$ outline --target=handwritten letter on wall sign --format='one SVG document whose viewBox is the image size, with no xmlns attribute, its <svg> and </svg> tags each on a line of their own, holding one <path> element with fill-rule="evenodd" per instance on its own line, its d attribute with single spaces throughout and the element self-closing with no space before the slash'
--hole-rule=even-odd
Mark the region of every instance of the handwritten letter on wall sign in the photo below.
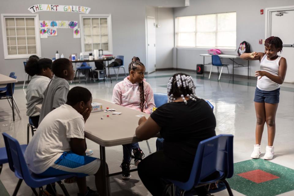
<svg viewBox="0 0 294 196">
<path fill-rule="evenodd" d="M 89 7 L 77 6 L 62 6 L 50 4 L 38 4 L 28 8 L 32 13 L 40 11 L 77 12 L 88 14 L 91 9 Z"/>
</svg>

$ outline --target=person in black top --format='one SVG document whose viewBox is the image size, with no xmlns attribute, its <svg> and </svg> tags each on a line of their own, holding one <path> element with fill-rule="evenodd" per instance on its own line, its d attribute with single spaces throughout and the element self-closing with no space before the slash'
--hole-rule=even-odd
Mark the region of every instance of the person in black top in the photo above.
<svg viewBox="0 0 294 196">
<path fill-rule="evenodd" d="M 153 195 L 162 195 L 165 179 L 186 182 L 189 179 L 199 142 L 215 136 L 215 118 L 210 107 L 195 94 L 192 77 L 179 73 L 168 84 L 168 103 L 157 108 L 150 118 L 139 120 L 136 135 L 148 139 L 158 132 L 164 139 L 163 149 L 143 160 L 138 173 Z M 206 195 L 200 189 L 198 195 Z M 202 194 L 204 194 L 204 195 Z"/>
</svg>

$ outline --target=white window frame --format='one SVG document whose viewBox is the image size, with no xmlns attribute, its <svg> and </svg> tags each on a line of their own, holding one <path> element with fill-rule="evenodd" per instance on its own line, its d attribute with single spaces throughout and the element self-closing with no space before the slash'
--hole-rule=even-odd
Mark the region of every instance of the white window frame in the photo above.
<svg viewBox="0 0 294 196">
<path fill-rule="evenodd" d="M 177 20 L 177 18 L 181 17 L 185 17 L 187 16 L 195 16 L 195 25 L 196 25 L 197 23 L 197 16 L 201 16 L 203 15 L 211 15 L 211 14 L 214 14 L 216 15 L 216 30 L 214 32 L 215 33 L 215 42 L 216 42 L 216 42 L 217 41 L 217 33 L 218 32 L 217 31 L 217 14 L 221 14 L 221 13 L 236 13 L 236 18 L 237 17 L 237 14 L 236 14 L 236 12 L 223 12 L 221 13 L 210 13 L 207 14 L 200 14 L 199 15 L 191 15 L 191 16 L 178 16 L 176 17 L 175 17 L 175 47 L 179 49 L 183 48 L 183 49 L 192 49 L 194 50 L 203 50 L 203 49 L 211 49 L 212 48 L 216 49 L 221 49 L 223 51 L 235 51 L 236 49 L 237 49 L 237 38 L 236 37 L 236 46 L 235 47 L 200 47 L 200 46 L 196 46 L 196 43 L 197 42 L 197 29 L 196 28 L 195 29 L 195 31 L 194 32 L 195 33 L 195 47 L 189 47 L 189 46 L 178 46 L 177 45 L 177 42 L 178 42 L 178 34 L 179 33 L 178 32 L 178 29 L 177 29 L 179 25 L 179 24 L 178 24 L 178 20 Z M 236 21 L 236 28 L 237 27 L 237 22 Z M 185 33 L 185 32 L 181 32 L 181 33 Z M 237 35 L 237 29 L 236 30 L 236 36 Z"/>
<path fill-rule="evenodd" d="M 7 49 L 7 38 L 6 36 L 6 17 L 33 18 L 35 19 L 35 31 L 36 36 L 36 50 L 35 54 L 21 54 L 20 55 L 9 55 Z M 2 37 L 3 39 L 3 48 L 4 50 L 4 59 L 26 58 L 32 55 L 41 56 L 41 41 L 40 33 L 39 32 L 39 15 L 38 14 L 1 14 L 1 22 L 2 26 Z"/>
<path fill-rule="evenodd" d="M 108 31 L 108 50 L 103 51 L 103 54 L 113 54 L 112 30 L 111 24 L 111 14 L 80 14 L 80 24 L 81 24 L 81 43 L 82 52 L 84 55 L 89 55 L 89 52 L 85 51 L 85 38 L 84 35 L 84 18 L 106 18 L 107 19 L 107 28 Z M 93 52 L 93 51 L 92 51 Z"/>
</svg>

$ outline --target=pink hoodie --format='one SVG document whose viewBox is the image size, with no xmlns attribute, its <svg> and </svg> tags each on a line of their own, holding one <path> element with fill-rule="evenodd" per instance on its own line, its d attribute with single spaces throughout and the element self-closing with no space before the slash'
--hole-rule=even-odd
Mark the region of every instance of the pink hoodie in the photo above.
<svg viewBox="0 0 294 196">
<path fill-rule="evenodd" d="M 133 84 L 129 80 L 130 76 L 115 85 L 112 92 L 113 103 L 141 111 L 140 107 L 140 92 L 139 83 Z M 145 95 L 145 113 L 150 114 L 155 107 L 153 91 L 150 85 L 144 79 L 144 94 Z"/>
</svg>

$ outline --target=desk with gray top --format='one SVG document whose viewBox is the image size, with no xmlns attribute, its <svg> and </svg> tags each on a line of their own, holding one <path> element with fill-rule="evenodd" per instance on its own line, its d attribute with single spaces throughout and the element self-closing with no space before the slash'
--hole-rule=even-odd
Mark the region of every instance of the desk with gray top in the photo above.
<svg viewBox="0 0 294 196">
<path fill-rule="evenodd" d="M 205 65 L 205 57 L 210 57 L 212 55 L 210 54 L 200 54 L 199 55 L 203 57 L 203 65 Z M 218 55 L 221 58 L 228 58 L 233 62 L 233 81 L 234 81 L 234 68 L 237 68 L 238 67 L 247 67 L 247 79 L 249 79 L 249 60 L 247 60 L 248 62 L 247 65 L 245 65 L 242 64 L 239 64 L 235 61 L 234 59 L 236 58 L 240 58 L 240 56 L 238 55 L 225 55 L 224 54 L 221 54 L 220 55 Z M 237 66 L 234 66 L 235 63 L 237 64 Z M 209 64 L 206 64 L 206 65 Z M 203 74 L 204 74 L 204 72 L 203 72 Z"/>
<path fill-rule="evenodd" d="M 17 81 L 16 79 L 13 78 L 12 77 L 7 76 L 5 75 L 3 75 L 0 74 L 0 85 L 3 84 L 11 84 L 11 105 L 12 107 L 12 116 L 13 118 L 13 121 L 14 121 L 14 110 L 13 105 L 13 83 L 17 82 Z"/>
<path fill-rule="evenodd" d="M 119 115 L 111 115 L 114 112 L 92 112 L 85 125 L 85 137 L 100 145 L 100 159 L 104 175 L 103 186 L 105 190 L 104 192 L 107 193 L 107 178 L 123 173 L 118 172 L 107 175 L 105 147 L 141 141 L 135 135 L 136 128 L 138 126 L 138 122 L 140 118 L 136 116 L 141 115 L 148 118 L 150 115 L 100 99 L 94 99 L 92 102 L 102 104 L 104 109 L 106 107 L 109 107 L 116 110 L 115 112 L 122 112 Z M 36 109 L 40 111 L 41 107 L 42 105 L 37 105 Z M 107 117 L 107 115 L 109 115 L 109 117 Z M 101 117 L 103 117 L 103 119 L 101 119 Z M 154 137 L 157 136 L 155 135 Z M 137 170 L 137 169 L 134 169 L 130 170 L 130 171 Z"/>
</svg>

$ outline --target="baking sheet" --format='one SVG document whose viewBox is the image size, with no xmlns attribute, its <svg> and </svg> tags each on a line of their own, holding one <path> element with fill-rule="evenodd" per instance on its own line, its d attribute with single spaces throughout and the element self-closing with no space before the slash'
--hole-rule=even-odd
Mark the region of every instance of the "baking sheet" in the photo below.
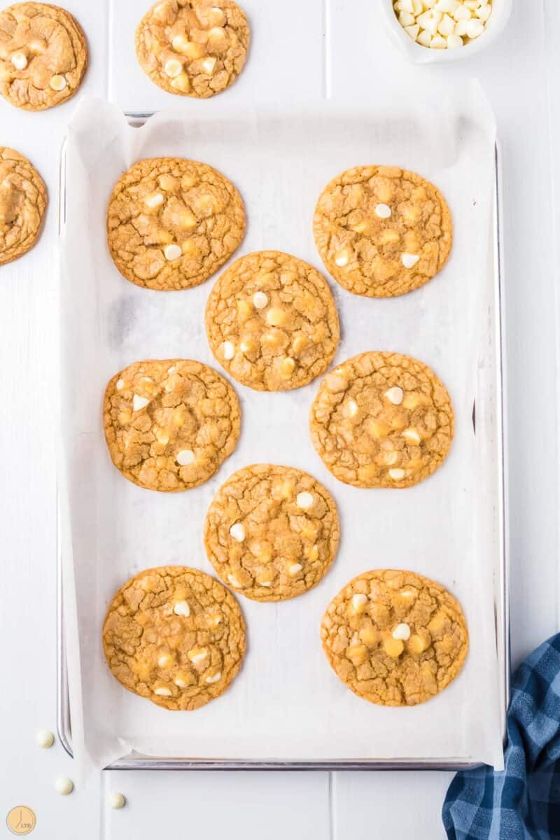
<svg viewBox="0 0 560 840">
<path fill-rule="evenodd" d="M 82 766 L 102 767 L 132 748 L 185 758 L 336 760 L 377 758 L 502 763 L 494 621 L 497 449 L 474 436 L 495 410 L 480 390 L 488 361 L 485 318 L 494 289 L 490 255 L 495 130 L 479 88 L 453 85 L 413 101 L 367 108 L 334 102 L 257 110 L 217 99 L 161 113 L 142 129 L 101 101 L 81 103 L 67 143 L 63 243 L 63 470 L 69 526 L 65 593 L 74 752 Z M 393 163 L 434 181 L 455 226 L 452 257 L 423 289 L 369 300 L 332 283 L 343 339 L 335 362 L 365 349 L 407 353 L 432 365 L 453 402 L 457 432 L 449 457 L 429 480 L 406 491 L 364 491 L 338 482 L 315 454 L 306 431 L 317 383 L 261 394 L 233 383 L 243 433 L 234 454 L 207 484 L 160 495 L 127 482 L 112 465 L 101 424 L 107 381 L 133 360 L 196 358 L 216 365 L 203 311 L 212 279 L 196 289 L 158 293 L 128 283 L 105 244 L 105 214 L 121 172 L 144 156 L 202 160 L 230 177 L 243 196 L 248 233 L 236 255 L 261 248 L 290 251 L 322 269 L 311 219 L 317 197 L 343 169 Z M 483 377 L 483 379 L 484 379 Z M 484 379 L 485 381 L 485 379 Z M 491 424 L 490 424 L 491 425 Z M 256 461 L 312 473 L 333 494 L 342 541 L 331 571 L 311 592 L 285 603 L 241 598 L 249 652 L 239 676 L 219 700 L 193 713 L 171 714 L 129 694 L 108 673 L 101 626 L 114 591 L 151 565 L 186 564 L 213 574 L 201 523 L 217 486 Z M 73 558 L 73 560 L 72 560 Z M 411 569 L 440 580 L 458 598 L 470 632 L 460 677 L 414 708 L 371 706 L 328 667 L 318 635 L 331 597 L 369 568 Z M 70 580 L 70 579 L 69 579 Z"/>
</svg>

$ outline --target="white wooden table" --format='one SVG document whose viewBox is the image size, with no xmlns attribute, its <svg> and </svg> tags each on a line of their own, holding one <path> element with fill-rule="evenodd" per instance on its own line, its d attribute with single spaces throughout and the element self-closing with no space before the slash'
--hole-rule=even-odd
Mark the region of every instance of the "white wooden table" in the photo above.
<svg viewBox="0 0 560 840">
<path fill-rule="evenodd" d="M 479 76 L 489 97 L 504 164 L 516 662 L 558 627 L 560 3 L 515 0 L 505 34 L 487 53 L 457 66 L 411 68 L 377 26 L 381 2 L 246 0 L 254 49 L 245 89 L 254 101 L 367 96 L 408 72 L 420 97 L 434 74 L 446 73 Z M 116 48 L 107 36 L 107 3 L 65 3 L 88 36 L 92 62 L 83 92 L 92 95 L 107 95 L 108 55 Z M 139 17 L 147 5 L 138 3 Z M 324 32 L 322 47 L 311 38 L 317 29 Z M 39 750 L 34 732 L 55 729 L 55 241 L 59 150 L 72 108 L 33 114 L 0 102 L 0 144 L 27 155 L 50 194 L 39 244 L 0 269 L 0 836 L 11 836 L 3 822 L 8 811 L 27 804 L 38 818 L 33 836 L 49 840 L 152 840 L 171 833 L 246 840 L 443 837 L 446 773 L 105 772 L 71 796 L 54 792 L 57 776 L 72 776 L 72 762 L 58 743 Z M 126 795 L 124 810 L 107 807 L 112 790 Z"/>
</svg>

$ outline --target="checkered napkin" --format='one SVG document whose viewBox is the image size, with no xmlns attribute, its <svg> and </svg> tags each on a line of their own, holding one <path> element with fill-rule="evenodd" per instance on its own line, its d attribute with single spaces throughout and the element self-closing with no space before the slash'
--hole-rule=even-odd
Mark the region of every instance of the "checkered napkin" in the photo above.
§ §
Report each line of the rows that contains the string "below", copying every such line in full.

Mark the region of every instance of the handwritten letter on wall sign in the photo below.
Mark the region of every instance of the "baking sheet" in the photo below.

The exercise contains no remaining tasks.